+++ RECORDS FOR THE TASK +++

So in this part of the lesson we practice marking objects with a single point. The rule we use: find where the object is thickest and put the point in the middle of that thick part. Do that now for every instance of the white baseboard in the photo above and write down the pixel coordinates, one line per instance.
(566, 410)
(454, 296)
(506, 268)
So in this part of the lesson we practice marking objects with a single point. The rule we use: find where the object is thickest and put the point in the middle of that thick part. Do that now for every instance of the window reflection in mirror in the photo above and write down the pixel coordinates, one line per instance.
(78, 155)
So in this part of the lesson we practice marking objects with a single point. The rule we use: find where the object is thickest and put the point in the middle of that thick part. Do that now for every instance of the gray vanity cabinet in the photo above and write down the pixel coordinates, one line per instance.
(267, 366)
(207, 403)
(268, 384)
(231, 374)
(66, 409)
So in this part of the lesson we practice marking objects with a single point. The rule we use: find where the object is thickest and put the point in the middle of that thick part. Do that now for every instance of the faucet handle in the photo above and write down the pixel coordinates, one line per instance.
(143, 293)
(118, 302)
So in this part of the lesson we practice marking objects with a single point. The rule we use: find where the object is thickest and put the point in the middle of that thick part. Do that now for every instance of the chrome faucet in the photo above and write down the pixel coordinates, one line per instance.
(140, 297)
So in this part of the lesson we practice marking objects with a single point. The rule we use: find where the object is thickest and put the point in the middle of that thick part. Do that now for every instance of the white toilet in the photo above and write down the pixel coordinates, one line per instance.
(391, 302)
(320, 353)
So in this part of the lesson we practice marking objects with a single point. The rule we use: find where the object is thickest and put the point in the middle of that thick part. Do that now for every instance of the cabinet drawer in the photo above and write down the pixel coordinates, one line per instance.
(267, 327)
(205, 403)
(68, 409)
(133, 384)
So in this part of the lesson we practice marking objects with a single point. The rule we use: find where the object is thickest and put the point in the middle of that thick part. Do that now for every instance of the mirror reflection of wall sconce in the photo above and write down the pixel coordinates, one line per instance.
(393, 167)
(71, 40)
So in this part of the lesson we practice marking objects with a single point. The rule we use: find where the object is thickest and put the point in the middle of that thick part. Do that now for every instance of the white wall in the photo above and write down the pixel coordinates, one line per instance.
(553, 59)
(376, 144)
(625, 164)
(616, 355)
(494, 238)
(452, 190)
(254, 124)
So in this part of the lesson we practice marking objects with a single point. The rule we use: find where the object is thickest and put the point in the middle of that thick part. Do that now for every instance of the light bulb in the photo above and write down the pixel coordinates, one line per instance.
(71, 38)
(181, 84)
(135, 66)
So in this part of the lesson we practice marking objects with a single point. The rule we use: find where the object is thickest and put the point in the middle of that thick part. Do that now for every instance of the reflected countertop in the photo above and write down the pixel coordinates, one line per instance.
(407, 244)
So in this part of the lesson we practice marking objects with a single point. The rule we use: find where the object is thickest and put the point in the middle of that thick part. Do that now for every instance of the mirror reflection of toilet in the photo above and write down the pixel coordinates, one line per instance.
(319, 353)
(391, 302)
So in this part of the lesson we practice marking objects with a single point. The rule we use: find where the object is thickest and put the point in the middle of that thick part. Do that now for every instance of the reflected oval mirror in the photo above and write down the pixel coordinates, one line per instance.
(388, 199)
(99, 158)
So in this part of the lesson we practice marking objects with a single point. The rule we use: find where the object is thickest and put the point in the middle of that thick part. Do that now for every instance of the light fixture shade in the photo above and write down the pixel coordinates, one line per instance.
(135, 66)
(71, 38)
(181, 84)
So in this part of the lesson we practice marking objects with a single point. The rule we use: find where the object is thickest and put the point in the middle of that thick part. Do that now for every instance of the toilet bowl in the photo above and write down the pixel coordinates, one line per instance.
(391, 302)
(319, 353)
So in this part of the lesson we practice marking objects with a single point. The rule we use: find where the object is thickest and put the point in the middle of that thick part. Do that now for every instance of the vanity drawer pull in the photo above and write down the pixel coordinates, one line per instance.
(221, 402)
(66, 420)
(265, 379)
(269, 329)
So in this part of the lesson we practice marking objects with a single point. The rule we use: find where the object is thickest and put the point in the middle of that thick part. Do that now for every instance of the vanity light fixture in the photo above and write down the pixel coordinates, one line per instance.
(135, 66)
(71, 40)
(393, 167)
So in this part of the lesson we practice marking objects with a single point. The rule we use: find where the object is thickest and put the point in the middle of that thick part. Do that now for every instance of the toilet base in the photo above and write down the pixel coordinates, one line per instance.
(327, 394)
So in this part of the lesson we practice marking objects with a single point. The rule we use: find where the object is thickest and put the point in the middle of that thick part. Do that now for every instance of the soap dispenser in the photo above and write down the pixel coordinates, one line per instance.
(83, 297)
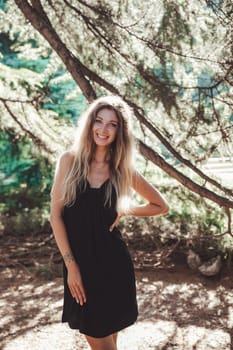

+++

WHAT THE TASK ASKS: Please restate the material word for word; the pictures stay out.

ANSWER TO THIS PROBLEM:
So in this part of the lesson we practice marking objects with a single point. The rule we use: find where the object is thickest and put the point in the middle of that thick part. Do that now for every instance of the white baseboard in the photo above and write down the pixel coordinates, one line per instance.
(566, 410)
(454, 296)
(506, 268)
So in this part of the lesson we practice marking objects with a single point. The rule we use: find where the object is thickest and put the point in the middle of that thick part. Do that now for every instance of the window reflection in mirror in the photo above and write down the pixel coordinates, one line per instance.
(78, 155)
So in this part of the lesson we practice marking objects with a single point. The rule we use: find where the object is thickest and put the point in the middle of that thick part. Do that now for every instance of the gray vanity cabinet in the photo above and write down the pixel coordinates, one line per instance.
(267, 366)
(207, 403)
(268, 384)
(231, 374)
(66, 409)
So in this part of the lesson we practice marking objects with a single point. The rule we use: find where the object is thickest and put the point in the middle of that thick part. Do that now for every instance of the faucet handle in the photo above and write down the pixel coordinates, one line per instance.
(143, 293)
(118, 302)
So in this part of the lesson we practice marking objects with a single point. The rule we use: find where the object is thickest and put the point in the middle of that thick part. Do that now for every instance of the chrome faucet in the photo above and write down the pixel coordinates, one line per instance.
(140, 297)
So in this part of the lesson we practice marking objects with a single point. The rule we use: find where the object is thickest and put the point in the middle of that thick part. Do that now for every instance of the white toilet in the photo above and write down the pixel coordinates, one line per instance.
(391, 302)
(320, 353)
So in this part of the lesson we practice marking objects with a single point. The rule we use: find where the object is thickest and put the point in the middle of that thick part. Do that now for every instance of the cabinet drawer in the photo above and write down the pixel coordinates, one line per instance.
(267, 327)
(205, 403)
(68, 409)
(133, 384)
So in this part of the lesson we practice marking objects with a single point. The rule we use: find where the object is thickest and put the point in the middle of that thick part. Do that now for every instance of the mirror reflection of wall sconce in the photo above and write down the pixel coordinates, one line per instance.
(393, 167)
(71, 40)
So in this part of the lesson we practice marking objects with a single point. The rule we use: find where the object is thickest and put the point in the middle of that thick part. Do that now for every instance of the white wall in the photo above and write down the pixel coordinates, one line per instance.
(553, 59)
(376, 144)
(625, 164)
(616, 355)
(494, 238)
(452, 190)
(254, 124)
So in this part of the lesson we practice marking objects with a single point. The rule we use: find where the object is thickest and put the point in the middle of that thick part. Do that now for every instance of the light bulb in the photo above and write down the pixel coordinates, one line per instance.
(71, 38)
(181, 84)
(135, 66)
So in this part of the lesson we practice marking objects with a single point. The rule we use: find where the object is thickest and put the point in the middle of that thick part. Do that now for every instance of the reflected countertop in the photo above and write down the pixel coordinates, one line per instance.
(407, 244)
So in this part of the lesson we practice marking objects with a single point. The rule we use: find where the object is thickest and put the point in the middle of that thick part. Do that now for every instance of the mirror reflection of toilet in the photo above and write down the pixel coordinates, one line per instance.
(319, 353)
(391, 302)
So in this part of the lesson we practice marking objects with a single point. The rule we use: find where the object is thickest and put the point in the middle of that thick part. Do that now for every instance of the reflected oval mirror in the photo above and write down the pixel coordinates, one line per instance.
(388, 199)
(99, 158)
So in this part of the lesson we practice marking objects with a single point. The rule we use: find where the object is thickest and put the point in the middle of that thick part. Do that now for every instance of the light fixture shade in the photo above and write down the pixel coordinates, one line per instance.
(135, 66)
(71, 38)
(181, 84)
So in this part of the lesson we practice marking objects with a single point. The rule we use: find where the object is thickest and put the point in the middle of that thick part. Do that now for every instance of the toilet bowl in the photo above and write down the pixel coordinates, one line per instance.
(391, 302)
(319, 353)
So in this part of the lesson we practice marking objects with a single point. The rule we use: find where the object is thickest and put the point in the middle of that thick part. Do that now for every instance of the vanity drawer pull in the photo above and write down the pixel coordinates, one line per instance.
(221, 402)
(66, 420)
(265, 379)
(269, 329)
So in this part of the lesson we practice marking objects with a single point. The rule we use: find where the object is thickest and put the point in the middle of that thick part. Do that now for every instance of the vanity light fixture in the photo above and write down the pixel coordinates, one line per instance.
(135, 66)
(71, 40)
(393, 167)
So in this part of the lesson we practice marking objects with a single point. The rule we use: find where the object is thickest and put the point in the middle of that thick part. Do that now for every instance of the toilet base in the photo above and write down the pixel coordinates, one line per instance.
(327, 394)
So in this part of the lesson we practice marking objects with a single point. The rule we use: find where the object is thickest and put the point in the middle of that thick part. Do that now for every instance of the soap dispenser in the photo above and write down the pixel coordinates, one line per instance.
(83, 297)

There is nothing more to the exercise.